- **Data to use**
:::

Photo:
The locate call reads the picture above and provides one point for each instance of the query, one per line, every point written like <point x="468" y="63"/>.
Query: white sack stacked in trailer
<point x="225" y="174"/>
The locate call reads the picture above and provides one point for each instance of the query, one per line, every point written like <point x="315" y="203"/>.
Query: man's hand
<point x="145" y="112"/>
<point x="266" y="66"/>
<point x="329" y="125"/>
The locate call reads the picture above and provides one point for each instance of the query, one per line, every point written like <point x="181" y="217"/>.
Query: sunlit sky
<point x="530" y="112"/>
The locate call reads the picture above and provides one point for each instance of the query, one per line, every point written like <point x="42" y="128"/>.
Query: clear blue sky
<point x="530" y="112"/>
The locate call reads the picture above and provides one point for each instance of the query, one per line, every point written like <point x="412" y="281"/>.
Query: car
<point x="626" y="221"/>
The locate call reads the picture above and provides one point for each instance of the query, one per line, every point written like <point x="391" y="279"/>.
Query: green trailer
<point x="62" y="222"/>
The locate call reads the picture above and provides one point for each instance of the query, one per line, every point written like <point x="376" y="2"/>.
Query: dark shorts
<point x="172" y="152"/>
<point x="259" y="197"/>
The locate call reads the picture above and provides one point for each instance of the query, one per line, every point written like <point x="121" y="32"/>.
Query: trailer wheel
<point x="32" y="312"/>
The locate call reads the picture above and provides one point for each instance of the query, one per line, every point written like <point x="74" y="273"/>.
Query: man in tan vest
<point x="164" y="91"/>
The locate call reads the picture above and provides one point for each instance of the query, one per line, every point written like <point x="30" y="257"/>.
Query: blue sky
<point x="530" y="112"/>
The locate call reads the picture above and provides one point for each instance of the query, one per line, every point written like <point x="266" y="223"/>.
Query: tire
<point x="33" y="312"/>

:::

- **Directive**
Give all of the entries again, word for word.

- **Output for this task**
Photo:
The locate call reads the picture above and provides one point for each instance of the query, one per line, every point written like <point x="468" y="63"/>.
Query: white sack stacked in trailer
<point x="225" y="174"/>
The locate call reads the picture above and provides one point for each instance of the query, one per line, every point written like <point x="315" y="203"/>.
Query: man's hand
<point x="145" y="112"/>
<point x="266" y="66"/>
<point x="329" y="125"/>
The locate call reads the picture above and provides one point for each instance of the query, one per line, every point written like <point x="181" y="217"/>.
Query: sunlit sky
<point x="530" y="112"/>
The locate call reads the picture above and provides one point for each instance of the query, one per line, every point written like <point x="42" y="128"/>.
Query: clear blue sky
<point x="530" y="112"/>
The locate call reads the picture above and provides one point for each instance of the query, one per line, every point written like <point x="412" y="281"/>.
Query: car
<point x="626" y="221"/>
The locate call reads the picture above and provides one point for each instance of the query, one per line, every point written like <point x="391" y="279"/>.
Query: green trailer
<point x="62" y="222"/>
The locate call reads the picture above and provides one point for each instance of the query, one per line, every point written like <point x="376" y="2"/>.
Query: dark shorts
<point x="172" y="152"/>
<point x="259" y="197"/>
The locate call reads the picture above and provides one point for each instance of the query, one per line, every point written like <point x="121" y="32"/>.
Query: trailer wheel
<point x="32" y="312"/>
The locate call reads the picture above and provides one point for each instance of the query, one per line, every point written like <point x="74" y="273"/>.
Query: man in tan vest
<point x="164" y="91"/>
The locate call reads the picture above and provides one point for each instance of the query, one per line, every point written like <point x="30" y="257"/>.
Query: blue sky
<point x="530" y="112"/>
The locate call reads the picture above and provides one point for each instance of the query, one per line, every point written like <point x="266" y="223"/>.
Query: tire
<point x="33" y="312"/>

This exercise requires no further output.